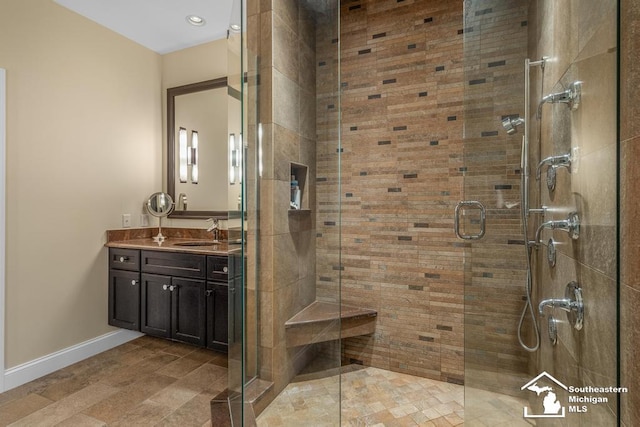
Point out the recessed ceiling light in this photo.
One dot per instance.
(195, 20)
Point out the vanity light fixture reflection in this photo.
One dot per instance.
(182, 150)
(194, 156)
(235, 158)
(232, 158)
(240, 151)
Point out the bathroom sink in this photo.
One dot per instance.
(195, 243)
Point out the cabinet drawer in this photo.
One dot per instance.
(217, 268)
(173, 264)
(124, 259)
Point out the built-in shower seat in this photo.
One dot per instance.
(324, 321)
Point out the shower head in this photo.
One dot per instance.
(511, 124)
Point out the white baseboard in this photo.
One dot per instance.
(42, 366)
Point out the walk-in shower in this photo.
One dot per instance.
(386, 116)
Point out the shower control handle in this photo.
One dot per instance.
(563, 160)
(572, 303)
(470, 204)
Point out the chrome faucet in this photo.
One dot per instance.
(572, 303)
(214, 228)
(571, 97)
(562, 303)
(570, 225)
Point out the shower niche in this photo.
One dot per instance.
(299, 200)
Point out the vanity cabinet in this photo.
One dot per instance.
(179, 296)
(174, 308)
(124, 288)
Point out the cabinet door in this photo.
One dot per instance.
(156, 305)
(124, 299)
(217, 316)
(188, 310)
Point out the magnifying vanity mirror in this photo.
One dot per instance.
(197, 149)
(160, 205)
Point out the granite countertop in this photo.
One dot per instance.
(142, 238)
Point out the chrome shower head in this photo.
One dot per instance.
(511, 124)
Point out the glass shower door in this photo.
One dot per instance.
(540, 306)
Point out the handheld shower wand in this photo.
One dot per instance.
(511, 124)
(571, 97)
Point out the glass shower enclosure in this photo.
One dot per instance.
(451, 167)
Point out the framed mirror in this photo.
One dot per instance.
(197, 149)
(160, 204)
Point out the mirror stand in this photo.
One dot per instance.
(160, 205)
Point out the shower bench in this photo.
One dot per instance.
(318, 323)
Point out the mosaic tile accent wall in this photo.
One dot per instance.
(402, 75)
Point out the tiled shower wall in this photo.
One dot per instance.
(402, 173)
(496, 41)
(282, 56)
(630, 209)
(582, 45)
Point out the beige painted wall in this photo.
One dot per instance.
(84, 122)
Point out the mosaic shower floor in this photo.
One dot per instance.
(380, 398)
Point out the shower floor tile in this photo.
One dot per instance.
(381, 398)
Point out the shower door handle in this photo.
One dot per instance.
(469, 205)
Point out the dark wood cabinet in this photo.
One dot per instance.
(188, 308)
(218, 323)
(155, 306)
(124, 299)
(179, 296)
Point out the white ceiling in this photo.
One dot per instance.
(159, 25)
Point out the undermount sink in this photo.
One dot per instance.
(195, 243)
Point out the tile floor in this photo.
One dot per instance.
(154, 382)
(146, 382)
(380, 398)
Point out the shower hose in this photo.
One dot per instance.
(528, 306)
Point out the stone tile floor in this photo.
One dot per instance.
(154, 382)
(146, 382)
(380, 398)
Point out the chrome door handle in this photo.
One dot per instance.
(472, 204)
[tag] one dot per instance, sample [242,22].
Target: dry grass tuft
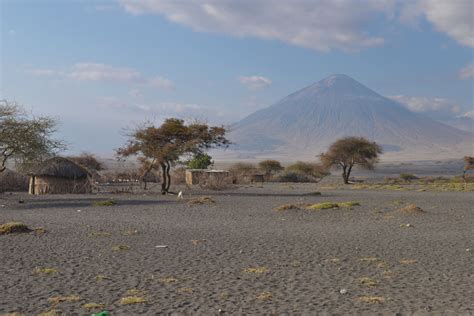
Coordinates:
[411,209]
[264,296]
[371,299]
[59,299]
[200,201]
[100,234]
[46,271]
[257,270]
[224,296]
[136,292]
[323,206]
[120,248]
[14,228]
[287,207]
[168,280]
[348,204]
[369,259]
[367,281]
[53,312]
[93,306]
[129,300]
[105,203]
[197,242]
[185,290]
[101,277]
[130,232]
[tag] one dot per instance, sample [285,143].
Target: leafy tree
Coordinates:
[88,161]
[23,138]
[200,161]
[164,145]
[270,166]
[347,152]
[304,172]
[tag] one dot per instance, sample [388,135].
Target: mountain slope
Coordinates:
[307,121]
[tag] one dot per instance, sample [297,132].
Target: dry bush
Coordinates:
[14,228]
[178,175]
[303,172]
[242,171]
[13,181]
[215,181]
[411,209]
[201,201]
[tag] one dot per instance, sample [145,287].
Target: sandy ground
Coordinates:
[303,258]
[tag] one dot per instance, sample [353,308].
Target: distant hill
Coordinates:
[303,124]
[465,123]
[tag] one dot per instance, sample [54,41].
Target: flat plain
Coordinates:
[153,254]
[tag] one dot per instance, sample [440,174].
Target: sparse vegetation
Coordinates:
[201,201]
[408,177]
[46,271]
[25,139]
[93,306]
[59,299]
[371,299]
[349,152]
[200,161]
[14,228]
[411,209]
[256,270]
[120,248]
[129,300]
[303,172]
[105,203]
[163,146]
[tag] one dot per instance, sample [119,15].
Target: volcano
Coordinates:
[306,122]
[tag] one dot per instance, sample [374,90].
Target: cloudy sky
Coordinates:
[101,66]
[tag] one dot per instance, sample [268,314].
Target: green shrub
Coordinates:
[200,161]
[407,177]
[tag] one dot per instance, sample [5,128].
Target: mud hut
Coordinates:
[59,176]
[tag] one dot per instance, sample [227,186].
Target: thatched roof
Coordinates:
[60,167]
[468,163]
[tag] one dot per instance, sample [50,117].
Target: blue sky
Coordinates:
[102,66]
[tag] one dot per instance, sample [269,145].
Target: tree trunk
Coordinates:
[168,168]
[345,176]
[164,180]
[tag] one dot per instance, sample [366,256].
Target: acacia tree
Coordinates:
[347,152]
[23,138]
[164,145]
[270,166]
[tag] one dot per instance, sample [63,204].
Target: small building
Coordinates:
[205,176]
[59,176]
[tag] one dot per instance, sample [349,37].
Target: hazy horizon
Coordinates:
[102,66]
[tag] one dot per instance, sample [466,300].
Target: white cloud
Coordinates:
[255,82]
[467,72]
[435,107]
[469,114]
[135,93]
[161,83]
[102,72]
[320,25]
[43,72]
[453,17]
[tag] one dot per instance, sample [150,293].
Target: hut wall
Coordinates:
[53,185]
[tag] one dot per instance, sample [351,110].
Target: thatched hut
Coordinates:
[13,181]
[59,176]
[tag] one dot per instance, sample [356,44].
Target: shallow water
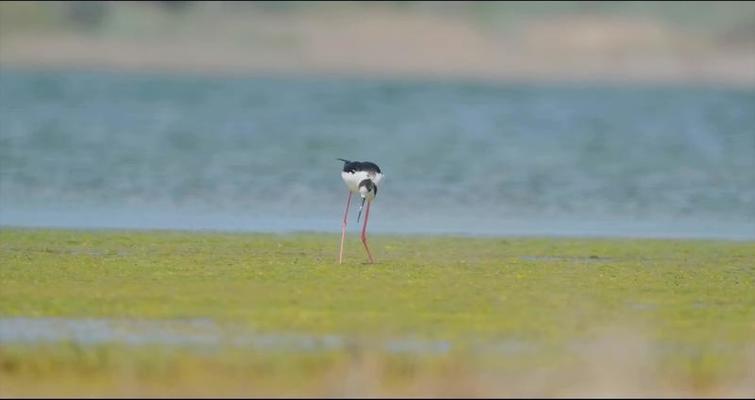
***
### TASK DESCRIPTION
Pick out all lines from the data above in which the word "head" appears.

### WRITTEN ANSWER
Point out the shower head in this photo.
Point out the chrome shower head in this photo.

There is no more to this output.